### [TASK OBJECTIVE]
Could you rewrite the listing below as a numbered list, starting with the line that contains "If you could tag every instance of the water" and going on through the line that contains "point(604, 315)", with blank lines left out?

### [PROVIDED ENTRIES]
----
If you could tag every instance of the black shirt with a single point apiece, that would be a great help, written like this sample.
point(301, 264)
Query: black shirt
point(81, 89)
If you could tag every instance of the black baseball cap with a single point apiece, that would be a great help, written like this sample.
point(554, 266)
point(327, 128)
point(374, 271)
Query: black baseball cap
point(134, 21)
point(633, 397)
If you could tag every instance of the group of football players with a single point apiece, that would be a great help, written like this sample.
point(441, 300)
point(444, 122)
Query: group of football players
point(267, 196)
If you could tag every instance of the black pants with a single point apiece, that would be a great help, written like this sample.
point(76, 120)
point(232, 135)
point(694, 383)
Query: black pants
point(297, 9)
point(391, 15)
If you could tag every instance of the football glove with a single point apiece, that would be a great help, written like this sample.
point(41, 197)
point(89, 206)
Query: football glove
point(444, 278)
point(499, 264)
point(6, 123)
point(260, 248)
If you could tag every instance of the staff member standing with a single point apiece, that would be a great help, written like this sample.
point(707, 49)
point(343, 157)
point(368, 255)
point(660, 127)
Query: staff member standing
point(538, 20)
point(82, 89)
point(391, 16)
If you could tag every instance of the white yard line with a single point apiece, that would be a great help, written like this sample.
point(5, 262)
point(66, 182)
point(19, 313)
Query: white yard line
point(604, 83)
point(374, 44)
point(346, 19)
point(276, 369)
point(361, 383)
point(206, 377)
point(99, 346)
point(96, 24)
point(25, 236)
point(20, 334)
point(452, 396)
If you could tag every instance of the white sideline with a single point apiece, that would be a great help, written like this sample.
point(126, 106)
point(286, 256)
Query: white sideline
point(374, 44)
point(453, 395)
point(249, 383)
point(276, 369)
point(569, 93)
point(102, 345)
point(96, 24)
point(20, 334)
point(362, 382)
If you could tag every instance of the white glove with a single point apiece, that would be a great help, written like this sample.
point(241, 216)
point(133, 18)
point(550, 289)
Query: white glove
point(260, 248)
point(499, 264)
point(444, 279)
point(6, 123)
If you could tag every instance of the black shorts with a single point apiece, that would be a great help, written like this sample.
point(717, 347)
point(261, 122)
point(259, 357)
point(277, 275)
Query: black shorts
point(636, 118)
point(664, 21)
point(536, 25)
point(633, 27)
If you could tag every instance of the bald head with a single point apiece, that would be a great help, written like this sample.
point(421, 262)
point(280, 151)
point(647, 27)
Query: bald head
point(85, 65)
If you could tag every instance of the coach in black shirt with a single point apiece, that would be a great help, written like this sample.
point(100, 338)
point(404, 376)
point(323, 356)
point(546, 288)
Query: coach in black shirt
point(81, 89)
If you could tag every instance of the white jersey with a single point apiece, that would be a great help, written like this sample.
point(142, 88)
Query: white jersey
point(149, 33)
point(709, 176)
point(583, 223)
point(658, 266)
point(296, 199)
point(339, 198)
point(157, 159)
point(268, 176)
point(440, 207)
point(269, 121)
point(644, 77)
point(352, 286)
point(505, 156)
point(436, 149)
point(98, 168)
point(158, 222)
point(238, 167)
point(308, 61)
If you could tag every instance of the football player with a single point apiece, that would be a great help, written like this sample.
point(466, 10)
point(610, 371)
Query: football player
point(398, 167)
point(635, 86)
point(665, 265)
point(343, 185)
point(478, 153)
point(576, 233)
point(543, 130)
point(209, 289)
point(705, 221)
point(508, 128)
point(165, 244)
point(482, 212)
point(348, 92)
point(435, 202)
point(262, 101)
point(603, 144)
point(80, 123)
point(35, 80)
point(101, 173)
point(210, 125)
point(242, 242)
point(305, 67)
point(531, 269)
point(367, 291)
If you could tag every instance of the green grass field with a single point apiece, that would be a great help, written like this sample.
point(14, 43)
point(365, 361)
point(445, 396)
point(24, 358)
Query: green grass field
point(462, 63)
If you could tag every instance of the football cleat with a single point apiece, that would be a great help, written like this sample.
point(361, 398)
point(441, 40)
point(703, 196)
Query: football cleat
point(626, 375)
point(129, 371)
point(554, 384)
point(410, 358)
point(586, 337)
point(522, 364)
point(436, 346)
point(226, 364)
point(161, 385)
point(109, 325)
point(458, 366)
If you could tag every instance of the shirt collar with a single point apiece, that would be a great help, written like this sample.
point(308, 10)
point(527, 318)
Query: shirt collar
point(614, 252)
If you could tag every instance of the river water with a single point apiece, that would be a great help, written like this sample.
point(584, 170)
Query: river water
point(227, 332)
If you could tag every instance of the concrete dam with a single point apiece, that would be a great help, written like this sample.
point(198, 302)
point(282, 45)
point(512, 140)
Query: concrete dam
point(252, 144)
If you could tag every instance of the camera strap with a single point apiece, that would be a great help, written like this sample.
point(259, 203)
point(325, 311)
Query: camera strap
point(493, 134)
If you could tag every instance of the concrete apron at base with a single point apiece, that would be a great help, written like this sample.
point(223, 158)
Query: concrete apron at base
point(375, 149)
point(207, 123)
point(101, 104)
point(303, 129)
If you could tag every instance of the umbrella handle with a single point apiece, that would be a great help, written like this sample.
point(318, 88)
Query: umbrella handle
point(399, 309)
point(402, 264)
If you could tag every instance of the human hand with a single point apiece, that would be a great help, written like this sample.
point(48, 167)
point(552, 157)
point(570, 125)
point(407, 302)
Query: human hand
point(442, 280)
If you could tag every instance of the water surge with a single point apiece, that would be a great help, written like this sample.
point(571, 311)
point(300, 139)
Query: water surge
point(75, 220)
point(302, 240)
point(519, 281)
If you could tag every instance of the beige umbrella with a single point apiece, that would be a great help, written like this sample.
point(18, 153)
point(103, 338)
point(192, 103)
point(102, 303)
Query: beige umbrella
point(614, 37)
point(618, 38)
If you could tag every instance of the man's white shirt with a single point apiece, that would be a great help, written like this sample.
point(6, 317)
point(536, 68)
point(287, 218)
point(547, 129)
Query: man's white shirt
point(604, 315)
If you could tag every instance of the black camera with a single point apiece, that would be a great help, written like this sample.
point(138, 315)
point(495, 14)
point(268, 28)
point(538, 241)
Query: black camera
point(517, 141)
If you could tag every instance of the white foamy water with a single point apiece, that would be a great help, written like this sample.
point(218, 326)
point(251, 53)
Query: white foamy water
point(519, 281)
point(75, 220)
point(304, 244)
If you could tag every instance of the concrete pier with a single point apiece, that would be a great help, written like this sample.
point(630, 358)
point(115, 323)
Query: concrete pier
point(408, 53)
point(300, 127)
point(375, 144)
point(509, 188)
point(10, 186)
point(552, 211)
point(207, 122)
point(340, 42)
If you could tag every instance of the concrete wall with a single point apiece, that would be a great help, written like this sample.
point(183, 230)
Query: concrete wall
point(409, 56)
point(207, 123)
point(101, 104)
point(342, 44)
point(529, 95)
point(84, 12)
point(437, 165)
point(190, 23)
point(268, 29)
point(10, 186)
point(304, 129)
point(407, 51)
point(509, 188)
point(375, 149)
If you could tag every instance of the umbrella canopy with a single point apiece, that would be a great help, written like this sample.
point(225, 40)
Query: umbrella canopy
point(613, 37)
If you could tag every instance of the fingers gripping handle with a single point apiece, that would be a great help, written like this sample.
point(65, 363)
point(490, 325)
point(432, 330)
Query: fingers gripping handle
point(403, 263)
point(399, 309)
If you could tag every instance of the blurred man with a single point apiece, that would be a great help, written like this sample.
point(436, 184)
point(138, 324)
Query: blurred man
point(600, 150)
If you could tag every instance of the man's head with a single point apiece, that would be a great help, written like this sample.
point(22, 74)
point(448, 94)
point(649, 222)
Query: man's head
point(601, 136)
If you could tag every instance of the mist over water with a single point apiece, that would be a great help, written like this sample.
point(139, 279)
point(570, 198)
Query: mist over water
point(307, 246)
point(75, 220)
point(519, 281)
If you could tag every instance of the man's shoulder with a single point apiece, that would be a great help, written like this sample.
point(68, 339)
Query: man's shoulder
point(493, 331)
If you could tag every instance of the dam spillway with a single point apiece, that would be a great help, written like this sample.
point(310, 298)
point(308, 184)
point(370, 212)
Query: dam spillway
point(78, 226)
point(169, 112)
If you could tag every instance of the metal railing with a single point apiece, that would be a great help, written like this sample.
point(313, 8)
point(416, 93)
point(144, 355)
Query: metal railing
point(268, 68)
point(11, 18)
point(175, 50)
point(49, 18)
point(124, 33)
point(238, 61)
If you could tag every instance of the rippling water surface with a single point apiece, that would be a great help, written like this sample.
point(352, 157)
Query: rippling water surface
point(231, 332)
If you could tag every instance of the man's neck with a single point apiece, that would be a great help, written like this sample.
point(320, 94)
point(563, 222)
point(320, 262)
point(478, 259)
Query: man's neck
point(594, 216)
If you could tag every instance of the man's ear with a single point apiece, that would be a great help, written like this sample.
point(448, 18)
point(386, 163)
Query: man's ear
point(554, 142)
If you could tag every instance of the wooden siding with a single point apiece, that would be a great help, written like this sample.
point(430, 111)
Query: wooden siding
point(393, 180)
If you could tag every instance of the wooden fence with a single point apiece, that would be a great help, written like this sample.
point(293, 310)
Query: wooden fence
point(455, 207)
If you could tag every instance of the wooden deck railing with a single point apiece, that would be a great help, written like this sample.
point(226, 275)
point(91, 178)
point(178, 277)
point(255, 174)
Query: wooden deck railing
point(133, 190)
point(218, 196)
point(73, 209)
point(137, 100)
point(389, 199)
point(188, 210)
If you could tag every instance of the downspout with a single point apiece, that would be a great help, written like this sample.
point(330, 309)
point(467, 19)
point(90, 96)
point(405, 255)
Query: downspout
----
### [OUTPUT BELOW]
1. If you could tag every instance of the water surge with a single point apiece, that would be a great help, written like this sample.
2. point(571, 311)
3. point(300, 139)
4. Query: water surge
5. point(75, 220)
6. point(302, 240)
7. point(519, 281)
8. If you could tag every instance of the beige umbrella with a single point apiece, that would be a great help, written like this sample.
9. point(18, 153)
10. point(103, 338)
11. point(192, 103)
12. point(102, 303)
13. Query: beige umbrella
14. point(614, 37)
15. point(618, 38)
16. If you could tag every instance of the man's white shirt with a single point apiece, that would be a great help, written like this sample.
17. point(6, 317)
18. point(536, 68)
19. point(287, 218)
20. point(547, 129)
21. Query: man's white shirt
22. point(604, 315)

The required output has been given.